## Passage
Sir Henry Wood – Volume 1 Joseph HAYDN (1732–1809) Symphony No 94 in G major Surprise Hob.I.94 (1791) [17:47]
César FRANCK (1822–1890) Symphony in D minor (1886-88) [30:47]
Camille SAINT-SAËNS (1835–1921) Danse Macabre op. 40 (1874) abridged [3:00]
Joachim RAFF (1822–1882) Cavatina for violin and orchestra Op.85 No.3 (1859) orch. Singer 1874 [4:17]
Armas JÄRNEFELT (1869–1958) Praeludium for Orchestra [2:46]
Sergei RACHMANINOFF (1873–1943) Prelude in C sharp minor Op 3 No 2 orch. Henry Wood [3:05]
New Queen’s Hall Orchestra/Henry Wood
rec. 1916 (Saint-Saëns, Raff); 1922 (Rachmaninoff); 1924 (Franck) 1925 (Haydn, Järnefelt)
HISTORIC RECORDINGS HRCD00011 [61:51]

Experience Classicsonline

This is a cannily selected compilation of recordings made by Henry Wood between 1916 and 1925. I’m not aware that any have been re-released commercially, though in saying that I always run the risk of invoking the wrath of a collector who has had access to a Japanese edition. There are two major statements here: Haydn’s Symphony No.94 and Franck’s Symphony, and some engaging satellite discs.

Of the smaller items we have the two sides of Columbia L1118. The New Queen’s Hall Orchestra was drastically reduced for this cramped and abridged 1916 coupling of the Danse macabre – with its unnamed solo violinist, and heroic percussionist - and Raff’s Cavatina. Here, in the latter, the bass reinforcements make themselves unavoidably audible, in a bold, filmic rather brass band-like traversal. I’m not sure if this is based on the Singer orchestration. The Järnefelt Praeludium was a favourite of Wood’s. It is here as a filler to the Haydn Symphony but he returned to it at the end of the 1920s on DX194, as indeed he did to his own arrangement of Rachmaninov’s Prelude of which he hear the earlier 1922 recording.

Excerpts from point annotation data

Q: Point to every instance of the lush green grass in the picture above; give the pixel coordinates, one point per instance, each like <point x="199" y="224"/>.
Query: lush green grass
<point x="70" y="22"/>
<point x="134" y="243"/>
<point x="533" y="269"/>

## Work to complete
1. Answer these questions from the review:
(a) In what year were the Danse Macabre and Raff's Cavatina recorded?
(b) Which work is the Järnefelt Praeludium included as a filler to?
(c) Which two works does the reviewer call the major statements of the compilation?
2. According to the review, what risk does the reviewer run by saying none of these recordings has been re-released commercially, and why?

## Solutions by task
1.
(a) 1916
(b) Haydn's Symphony No.94
(c) Haydn's Symphony No.94 and Franck's Symphony

2. The reviewer risks invoking the wrath of a collector. Such a collector may have had access to a Japanese edition of the recordings.